» WRITTEN INSTRUCTION A: Translate this sentence from the thread on minting URIs into Spanish: "However, option 2 is slightly harder to implement."

» DOCUMENT SEGMENT:

Print

Print


Hi Antoine,

If you are going to work with identifiers in a linked (open) data situation then you need to be cetrain that the uri's don't change.
Although human readable URI's sound like a good idea, because we can read them, in my experience will also be an invitation to debate and change... Johannes Sebastian Bach may become Johann Sebastiaan Bach etc. Words change, names change and people have a tendancy to change human readable stuff...

We (at the Rijksmuseum) created persistent URI's without any human readable reference for technical purposes (e.g. machines reading them): since they are just a set of numbers, no one feels the urge to debate them. And we have human readable URL's (server optimized. To a certain level... could be improved): we can change the website and and names of objects etc. but the technical references stay in place..

This is why I voted for option 1 in your poll.

Happy to hear others opinions and the outcome of your poll!

Best wishes,
Lizzy

-----Oorspronkelijk bericht-----
Van: Discussion list for Europeana Technical Developments [mailto:[log in to unmask]] Namens Antoine Isaac
Verzonden: dinsdag 24 maart 2015 15:45
Aan: [log in to unmask]
Onderwerp: Your advice on minting URIs for contextual entities

Dear all,

We're about to mint identifiers (URIs) for contextual entities to be used in Europeana. This will concern concepts, agents or places to be used for enrichment [1] and a couple of other things. The data will be adapted from external or providers' datasets, and will eventually have to be available as linked data on data.europeana.eu.

After internal discussions, we have to choose between two options:

1. A bare numerical identifier, as in
http://data.europeana.eu/agent/12345

2. A number combined with a human-readable label, as in http://data.europeana.eu/agent/12345_johannes_sebastian_bach

In any case URIs would lead to machine-readable data for software clients, while humans would be directed to pages like [2]. But human-readable labels in identifiers would help to identify and discuss the resources more easily. So option 2 is very tempting.
However, option 2 is slightly harder to implement. Also, we would have to choose one field in the data, and one language (as we do for other communication, including this mail). Both field and language could change from one source to the other, when we merge different datasets.


We're curious to hear whether you have a preference! We have created a small poll:
http://doodle.com/sdpftvqq6e3shw4v


Note that it is not a a majority vote. We may end up not have the resource to implement the more complex option. Also, one could have a killer argument for one option, that defeats all other considerations :-). You can leave comments at the bottom of the poll page.

Thanks a lot for the advice!

Antoine

[1] https://docs.google.com/document/d/1JvjrWMTpMIH7WnuieNqcT0zpJAXUPo6x4uMBj1pEx0Y/
[2] http://invis.io/RU2G1HUBG

» WRITTEN INSTRUCTION B: Show each line of the records below that contains the string "vulture". Case counts.

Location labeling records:

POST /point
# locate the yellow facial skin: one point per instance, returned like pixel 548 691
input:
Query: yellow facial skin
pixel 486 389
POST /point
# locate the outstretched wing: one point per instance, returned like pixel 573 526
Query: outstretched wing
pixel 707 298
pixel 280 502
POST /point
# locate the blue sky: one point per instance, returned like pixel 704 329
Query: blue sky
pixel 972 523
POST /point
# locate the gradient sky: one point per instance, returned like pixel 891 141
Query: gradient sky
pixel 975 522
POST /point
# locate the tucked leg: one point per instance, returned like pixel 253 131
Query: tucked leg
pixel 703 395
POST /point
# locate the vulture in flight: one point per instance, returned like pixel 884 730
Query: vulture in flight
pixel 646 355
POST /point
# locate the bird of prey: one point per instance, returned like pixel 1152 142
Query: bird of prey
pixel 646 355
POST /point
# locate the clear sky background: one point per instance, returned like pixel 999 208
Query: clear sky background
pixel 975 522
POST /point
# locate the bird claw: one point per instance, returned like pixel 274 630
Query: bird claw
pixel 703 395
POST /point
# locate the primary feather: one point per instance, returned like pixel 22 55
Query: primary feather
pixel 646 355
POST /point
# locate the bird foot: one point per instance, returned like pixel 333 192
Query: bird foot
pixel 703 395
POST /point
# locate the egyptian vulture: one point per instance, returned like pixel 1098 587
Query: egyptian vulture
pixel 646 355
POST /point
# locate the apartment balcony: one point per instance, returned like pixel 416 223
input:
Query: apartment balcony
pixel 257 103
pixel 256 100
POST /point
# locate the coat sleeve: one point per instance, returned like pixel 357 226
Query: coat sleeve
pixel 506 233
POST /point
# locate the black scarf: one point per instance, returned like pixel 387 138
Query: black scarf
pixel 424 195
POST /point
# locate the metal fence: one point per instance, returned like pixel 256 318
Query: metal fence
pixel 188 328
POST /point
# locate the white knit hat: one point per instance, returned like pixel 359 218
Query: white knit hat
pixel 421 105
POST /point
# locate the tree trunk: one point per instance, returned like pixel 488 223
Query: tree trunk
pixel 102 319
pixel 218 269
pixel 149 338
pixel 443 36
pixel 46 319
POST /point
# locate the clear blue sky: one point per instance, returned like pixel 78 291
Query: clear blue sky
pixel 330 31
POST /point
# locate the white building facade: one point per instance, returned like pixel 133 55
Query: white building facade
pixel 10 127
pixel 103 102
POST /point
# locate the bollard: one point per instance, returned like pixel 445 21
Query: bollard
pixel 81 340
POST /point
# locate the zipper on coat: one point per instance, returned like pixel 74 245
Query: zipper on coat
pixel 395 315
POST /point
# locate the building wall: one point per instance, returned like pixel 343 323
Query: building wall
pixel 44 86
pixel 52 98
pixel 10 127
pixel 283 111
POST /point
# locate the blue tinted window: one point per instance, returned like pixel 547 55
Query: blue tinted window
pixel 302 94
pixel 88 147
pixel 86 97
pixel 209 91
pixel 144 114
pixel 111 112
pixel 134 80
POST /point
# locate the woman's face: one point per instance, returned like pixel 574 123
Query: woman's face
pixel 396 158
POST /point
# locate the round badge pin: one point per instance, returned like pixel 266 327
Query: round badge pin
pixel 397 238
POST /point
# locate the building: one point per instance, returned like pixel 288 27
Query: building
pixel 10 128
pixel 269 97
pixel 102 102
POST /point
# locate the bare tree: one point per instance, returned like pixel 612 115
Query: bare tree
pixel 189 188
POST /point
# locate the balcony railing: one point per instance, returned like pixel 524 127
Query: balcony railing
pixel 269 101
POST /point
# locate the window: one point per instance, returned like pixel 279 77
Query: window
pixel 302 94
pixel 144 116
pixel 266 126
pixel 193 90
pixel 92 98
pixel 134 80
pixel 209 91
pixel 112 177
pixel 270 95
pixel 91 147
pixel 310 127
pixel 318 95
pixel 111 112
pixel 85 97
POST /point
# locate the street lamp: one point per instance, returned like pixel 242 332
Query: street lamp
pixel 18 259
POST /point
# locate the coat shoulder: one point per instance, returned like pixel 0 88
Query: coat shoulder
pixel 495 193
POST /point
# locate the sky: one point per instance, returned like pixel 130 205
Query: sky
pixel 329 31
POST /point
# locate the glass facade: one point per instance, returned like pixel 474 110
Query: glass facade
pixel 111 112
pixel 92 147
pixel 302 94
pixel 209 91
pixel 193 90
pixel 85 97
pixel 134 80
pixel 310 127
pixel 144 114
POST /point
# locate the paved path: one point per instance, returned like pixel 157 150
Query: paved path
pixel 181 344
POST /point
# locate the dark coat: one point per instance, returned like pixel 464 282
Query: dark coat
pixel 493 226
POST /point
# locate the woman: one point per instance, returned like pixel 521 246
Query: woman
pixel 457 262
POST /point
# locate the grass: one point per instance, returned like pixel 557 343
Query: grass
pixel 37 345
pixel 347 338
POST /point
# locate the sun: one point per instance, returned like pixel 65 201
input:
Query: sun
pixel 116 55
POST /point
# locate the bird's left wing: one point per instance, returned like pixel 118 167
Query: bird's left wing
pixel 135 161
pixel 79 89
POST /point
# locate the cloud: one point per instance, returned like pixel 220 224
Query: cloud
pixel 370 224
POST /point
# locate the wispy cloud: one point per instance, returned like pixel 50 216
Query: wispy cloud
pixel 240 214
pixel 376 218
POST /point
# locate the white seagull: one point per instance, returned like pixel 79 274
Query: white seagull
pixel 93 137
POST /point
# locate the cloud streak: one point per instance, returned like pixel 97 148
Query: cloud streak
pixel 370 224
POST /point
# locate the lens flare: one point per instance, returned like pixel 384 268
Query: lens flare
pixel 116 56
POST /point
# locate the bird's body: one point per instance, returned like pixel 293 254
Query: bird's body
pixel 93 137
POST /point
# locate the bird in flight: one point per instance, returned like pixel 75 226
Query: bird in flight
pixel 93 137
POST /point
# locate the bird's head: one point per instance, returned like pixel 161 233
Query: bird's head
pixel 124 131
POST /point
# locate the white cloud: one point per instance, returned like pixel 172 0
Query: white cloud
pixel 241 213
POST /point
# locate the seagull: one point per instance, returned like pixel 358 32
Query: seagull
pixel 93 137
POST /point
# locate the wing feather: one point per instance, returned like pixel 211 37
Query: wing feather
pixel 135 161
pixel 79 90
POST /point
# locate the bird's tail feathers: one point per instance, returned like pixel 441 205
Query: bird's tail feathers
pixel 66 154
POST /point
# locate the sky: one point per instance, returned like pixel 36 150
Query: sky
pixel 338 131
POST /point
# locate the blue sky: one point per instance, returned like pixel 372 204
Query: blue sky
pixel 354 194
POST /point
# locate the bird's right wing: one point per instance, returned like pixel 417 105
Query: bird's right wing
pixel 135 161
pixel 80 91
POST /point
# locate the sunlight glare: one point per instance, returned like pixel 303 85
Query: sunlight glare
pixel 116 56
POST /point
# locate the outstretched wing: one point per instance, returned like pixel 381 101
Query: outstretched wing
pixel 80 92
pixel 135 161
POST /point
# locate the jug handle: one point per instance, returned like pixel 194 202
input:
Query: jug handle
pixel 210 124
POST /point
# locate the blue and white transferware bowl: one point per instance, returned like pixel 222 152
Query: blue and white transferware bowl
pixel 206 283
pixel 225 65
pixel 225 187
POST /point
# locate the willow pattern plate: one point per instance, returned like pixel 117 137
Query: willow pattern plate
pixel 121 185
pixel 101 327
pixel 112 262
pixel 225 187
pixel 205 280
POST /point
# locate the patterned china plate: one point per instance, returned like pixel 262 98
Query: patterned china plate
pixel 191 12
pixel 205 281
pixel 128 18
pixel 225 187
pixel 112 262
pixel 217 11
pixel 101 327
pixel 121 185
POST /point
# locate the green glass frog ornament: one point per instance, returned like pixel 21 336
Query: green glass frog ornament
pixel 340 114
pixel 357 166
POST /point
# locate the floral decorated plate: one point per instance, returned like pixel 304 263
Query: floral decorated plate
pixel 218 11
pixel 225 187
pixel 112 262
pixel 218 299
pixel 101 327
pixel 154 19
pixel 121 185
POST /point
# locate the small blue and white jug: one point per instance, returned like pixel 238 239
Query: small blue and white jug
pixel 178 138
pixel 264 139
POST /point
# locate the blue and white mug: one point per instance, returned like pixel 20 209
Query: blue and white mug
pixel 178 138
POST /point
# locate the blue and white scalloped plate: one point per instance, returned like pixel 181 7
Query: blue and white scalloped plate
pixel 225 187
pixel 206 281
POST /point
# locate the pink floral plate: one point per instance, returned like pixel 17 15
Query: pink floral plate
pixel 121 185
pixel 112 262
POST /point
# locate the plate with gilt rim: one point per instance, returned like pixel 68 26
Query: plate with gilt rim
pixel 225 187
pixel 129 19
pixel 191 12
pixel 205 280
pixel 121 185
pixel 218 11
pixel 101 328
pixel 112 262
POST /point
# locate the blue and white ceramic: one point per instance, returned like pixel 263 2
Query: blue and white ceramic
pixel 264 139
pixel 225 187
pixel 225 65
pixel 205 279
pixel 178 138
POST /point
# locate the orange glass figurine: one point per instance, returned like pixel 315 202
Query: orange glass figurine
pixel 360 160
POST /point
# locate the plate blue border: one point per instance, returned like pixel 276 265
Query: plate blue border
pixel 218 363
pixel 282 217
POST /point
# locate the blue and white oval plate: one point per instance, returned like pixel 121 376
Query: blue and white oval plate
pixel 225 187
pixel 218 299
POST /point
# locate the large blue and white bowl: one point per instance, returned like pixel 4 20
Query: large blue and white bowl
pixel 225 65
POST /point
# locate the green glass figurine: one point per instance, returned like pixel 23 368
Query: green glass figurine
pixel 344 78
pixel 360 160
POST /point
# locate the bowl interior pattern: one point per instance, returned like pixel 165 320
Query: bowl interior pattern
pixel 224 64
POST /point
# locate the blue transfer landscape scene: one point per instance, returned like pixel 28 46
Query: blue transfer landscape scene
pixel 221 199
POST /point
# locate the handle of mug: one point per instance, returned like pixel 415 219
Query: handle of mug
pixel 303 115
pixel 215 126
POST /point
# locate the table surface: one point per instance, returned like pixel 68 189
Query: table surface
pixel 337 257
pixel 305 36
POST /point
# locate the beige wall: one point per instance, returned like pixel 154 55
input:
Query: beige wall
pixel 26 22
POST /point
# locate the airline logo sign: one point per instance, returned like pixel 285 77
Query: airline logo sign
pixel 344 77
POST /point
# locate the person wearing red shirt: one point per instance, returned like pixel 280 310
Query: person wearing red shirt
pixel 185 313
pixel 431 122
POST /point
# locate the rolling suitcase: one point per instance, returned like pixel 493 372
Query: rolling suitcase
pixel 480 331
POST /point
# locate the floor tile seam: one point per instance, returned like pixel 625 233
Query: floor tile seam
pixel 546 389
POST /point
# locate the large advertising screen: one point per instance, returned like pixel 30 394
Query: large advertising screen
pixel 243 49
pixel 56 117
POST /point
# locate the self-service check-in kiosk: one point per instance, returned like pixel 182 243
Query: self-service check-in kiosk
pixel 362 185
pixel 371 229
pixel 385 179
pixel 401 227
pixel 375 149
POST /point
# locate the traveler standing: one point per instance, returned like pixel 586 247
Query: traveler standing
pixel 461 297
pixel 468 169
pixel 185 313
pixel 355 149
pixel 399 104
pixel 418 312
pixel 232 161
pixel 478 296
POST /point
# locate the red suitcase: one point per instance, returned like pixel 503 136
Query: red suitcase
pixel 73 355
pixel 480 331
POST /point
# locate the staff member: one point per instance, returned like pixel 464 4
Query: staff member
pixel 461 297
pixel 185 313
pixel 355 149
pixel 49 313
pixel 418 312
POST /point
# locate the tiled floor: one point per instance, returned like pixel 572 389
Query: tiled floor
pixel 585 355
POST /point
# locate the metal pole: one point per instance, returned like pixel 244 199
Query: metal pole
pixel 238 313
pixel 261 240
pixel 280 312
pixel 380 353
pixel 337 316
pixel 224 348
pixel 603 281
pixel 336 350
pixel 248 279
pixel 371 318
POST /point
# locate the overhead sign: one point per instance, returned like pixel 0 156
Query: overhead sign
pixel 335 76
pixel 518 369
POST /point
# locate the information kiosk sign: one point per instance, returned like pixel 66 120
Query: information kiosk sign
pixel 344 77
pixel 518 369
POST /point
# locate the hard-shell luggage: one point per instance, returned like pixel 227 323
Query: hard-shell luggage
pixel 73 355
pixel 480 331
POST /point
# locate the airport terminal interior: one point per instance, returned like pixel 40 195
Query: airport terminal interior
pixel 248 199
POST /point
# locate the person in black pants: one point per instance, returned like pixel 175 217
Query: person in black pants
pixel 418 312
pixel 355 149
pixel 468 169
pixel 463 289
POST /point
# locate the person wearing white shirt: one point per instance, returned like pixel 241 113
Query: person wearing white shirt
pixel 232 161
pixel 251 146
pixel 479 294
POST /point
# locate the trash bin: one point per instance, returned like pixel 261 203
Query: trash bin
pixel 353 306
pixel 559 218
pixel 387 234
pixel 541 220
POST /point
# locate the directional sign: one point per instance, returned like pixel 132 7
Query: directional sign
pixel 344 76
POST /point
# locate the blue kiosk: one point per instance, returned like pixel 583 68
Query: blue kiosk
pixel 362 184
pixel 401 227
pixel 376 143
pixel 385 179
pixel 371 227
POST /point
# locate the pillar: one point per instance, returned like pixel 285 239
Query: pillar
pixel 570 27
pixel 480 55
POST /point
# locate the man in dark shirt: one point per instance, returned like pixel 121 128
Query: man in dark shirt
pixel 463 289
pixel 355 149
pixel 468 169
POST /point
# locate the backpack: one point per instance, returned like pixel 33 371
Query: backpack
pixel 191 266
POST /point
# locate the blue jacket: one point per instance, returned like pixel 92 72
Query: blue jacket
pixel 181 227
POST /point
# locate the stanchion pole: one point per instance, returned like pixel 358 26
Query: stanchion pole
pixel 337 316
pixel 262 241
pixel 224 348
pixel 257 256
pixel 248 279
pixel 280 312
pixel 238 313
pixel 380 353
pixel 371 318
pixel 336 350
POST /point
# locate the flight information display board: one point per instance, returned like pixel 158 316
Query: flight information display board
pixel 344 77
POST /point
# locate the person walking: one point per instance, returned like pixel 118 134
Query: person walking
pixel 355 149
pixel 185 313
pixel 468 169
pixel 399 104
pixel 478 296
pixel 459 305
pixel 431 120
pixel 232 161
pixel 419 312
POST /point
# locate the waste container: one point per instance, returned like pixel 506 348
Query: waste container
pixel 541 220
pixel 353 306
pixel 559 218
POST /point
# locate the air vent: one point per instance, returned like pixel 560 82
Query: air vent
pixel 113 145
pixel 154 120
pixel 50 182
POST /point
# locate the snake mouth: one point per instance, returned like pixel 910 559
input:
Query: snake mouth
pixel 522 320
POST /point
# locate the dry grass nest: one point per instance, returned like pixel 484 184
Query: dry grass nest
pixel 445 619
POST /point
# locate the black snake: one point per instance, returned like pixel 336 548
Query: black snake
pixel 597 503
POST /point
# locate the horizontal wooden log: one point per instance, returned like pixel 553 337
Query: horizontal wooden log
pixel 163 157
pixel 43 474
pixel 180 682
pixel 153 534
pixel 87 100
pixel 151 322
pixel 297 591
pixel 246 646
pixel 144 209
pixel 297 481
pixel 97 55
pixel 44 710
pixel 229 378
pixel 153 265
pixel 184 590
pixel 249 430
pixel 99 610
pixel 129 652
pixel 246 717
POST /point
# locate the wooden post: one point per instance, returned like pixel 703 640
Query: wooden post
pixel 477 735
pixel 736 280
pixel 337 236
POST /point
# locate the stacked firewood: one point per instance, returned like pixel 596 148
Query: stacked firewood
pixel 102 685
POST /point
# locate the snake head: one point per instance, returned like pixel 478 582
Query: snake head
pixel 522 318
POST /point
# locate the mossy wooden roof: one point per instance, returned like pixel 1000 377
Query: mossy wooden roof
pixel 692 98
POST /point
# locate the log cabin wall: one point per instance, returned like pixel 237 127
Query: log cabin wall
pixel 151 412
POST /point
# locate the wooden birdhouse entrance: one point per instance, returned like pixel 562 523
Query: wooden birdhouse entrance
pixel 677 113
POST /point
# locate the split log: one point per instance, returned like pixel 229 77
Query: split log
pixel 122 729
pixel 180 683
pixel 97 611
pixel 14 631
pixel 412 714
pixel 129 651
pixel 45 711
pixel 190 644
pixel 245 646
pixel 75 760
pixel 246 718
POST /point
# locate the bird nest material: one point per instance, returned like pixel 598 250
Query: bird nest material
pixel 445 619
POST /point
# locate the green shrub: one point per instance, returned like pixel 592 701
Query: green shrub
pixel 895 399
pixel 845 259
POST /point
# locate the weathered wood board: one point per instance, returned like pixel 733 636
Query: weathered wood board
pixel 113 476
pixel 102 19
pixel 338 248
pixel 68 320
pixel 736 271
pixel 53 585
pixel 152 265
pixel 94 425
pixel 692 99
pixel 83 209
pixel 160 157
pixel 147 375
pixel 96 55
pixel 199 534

» COMPLETE ANSWER A: Sin embargo, la opción 2 es algo más difícil de implementar.

» COMPLETE ANSWER B:
# locate the vulture in flight: one point per instance, returned like pixel 884 730
Query: vulture in flight
# locate the egyptian vulture: one point per instance, returned like pixel 1098 587
Query: egyptian vulture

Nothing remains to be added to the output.